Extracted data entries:

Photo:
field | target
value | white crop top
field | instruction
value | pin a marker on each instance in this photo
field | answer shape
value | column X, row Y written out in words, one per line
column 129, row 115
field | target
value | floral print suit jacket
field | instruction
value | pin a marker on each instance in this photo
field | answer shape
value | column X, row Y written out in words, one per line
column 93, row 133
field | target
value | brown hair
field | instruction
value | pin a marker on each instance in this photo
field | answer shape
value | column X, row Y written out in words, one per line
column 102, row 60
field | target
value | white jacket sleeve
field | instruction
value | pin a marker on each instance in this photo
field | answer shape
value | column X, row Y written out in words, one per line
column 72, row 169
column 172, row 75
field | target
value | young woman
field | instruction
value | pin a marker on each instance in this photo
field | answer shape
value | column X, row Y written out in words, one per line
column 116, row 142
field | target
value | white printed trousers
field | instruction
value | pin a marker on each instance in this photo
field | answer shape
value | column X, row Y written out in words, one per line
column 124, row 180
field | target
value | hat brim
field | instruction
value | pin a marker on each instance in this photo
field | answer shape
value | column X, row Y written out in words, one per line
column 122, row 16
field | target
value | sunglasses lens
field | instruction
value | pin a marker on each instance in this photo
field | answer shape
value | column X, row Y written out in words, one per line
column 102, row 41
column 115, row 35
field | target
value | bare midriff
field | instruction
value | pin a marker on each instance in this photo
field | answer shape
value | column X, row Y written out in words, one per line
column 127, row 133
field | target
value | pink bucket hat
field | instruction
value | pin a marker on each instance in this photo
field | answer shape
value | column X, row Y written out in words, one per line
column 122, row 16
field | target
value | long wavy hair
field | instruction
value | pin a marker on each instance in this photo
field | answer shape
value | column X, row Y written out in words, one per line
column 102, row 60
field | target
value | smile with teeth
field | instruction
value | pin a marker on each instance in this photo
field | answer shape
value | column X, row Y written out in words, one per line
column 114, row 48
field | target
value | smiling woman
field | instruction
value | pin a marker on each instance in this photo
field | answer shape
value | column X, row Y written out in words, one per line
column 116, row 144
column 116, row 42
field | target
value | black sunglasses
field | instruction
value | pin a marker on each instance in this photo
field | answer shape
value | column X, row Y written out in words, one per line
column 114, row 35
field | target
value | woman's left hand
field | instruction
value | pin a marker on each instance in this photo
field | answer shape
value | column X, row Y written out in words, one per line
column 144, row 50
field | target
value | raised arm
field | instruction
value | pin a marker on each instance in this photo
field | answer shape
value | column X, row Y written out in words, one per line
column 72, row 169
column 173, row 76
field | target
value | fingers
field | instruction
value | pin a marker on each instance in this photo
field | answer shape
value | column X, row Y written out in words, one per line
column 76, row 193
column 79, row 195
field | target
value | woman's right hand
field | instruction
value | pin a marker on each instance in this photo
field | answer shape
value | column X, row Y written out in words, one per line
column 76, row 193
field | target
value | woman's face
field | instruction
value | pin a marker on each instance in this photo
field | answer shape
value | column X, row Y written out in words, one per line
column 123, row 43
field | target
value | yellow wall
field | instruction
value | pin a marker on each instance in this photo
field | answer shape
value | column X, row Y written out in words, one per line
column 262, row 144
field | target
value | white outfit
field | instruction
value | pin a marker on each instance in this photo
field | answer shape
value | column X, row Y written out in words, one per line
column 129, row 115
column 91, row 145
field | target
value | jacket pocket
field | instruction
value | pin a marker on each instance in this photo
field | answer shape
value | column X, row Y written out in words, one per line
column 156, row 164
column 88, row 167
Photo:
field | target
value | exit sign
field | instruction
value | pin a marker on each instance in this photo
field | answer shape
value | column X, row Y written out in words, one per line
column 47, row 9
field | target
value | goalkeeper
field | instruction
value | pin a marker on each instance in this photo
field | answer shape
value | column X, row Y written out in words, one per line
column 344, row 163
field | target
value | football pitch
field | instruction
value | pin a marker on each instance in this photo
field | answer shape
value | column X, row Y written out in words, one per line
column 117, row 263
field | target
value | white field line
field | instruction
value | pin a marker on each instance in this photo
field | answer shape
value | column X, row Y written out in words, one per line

> [THE TASK]
Once more, write all of the records exactly as given.

> [RESULT FOR THIS EXERCISE]
Photo:
field | target
value | white crop top
field | instruction
value | pin a marker on each instance in this photo
field | answer shape
value | column X, row Y written out in words, one per line
column 129, row 115
field | target
value | floral print suit jacket
field | instruction
value | pin a marker on each instance in this photo
field | answer shape
value | column X, row Y written out in words, one per line
column 93, row 133
field | target
value | brown hair
field | instruction
value | pin a marker on each instance in this photo
field | answer shape
value | column X, row Y written out in words, one per line
column 102, row 60
field | target
value | white jacket sleeve
field | instruction
value | pin a marker on each instance in this photo
field | answer shape
value | column X, row Y written out in words, one per line
column 72, row 169
column 172, row 75
field | target
value | young woman
field | instruction
value | pin a marker on each instance in this photo
field | answer shape
value | column X, row Y written out in words, one per line
column 116, row 142
field | target
value | white printed trousers
field | instruction
value | pin a marker on each instance in this photo
field | answer shape
value | column X, row Y written out in words, one per line
column 124, row 180
field | target
value | hat brim
field | instruction
value | pin a marker on each instance in this photo
field | answer shape
value | column X, row Y written out in words, one per line
column 122, row 16
field | target
value | sunglasses lens
field | instruction
value | pin a marker on each instance in this photo
field | answer shape
value | column X, row Y written out in words, one per line
column 102, row 41
column 115, row 35
field | target
value | bare midriff
field | instruction
value | pin a marker on each instance in this photo
field | answer shape
value | column X, row Y written out in words, one per line
column 127, row 133
field | target
value | pink bucket hat
field | instruction
value | pin a marker on each instance in this photo
field | answer shape
value | column X, row Y written out in words, one per line
column 122, row 16
field | target
value | long wavy hair
field | instruction
value | pin a marker on each instance in this photo
field | answer shape
value | column X, row Y written out in words, one per line
column 102, row 60
field | target
value | smile with teeth
field | instruction
value | pin a marker on each instance in this photo
field | answer shape
value | column X, row Y written out in words, one per line
column 114, row 48
field | target
value | smiling woman
field | instruction
value | pin a marker on each instance in this photo
field | answer shape
value | column X, row Y written out in words, one per line
column 116, row 144
column 116, row 42
field | target
value | black sunglasses
field | instruction
value | pin a marker on each instance in this photo
field | answer shape
value | column X, row Y written out in words, one per line
column 114, row 35
field | target
value | woman's left hand
field | instruction
value | pin a marker on each instance in this photo
field | answer shape
value | column X, row Y written out in words, one per line
column 144, row 50
field | target
value | raised arm
field | instruction
value | pin a marker on each instance in this photo
field | answer shape
value | column X, row Y written out in words, one per line
column 72, row 169
column 173, row 76
field | target
value | fingers
field | instruction
value | pin a marker on each instance in this photo
field | answer shape
value | column X, row Y written out in words, one per line
column 76, row 193
column 79, row 195
field | target
value | woman's right hand
field | instruction
value | pin a marker on each instance in this photo
field | answer shape
value | column X, row Y written out in words, one per line
column 76, row 193
field | target
value | woman's face
field | instruction
value | pin a marker on each instance in this photo
field | answer shape
value | column X, row Y written out in words, one per line
column 123, row 43
field | target
value | yellow wall
field | instruction
value | pin a marker on each instance in this photo
field | answer shape
value | column X, row Y written out in words, one per line
column 262, row 144
field | target
value | white outfit
field | instruction
value | pin a marker on each instance in this photo
field | answer shape
value | column X, row Y written out in words, one per line
column 129, row 115
column 91, row 145
field | target
value | jacket pocket
field | instruction
value | pin a marker on each instance in this photo
field | answer shape
value | column X, row Y written out in words, one per line
column 156, row 164
column 88, row 167
Photo:
field | target
value | exit sign
field | instruction
value | pin a marker on each instance in this photo
field | answer shape
value | column X, row Y written out in words, one per line
column 47, row 9
field | target
value | goalkeeper
field | instruction
value | pin a marker on each instance in this photo
field | answer shape
value | column X, row Y written out in words, one per line
column 344, row 163
field | target
value | football pitch
field | instruction
value | pin a marker on each instance in this photo
field | answer shape
value | column X, row Y written out in words, one per line
column 117, row 263
field | target
value | white field line
field | instruction
value | pin a marker on each instance in this photo
field | answer shape
value | column X, row Y written out in words, one per line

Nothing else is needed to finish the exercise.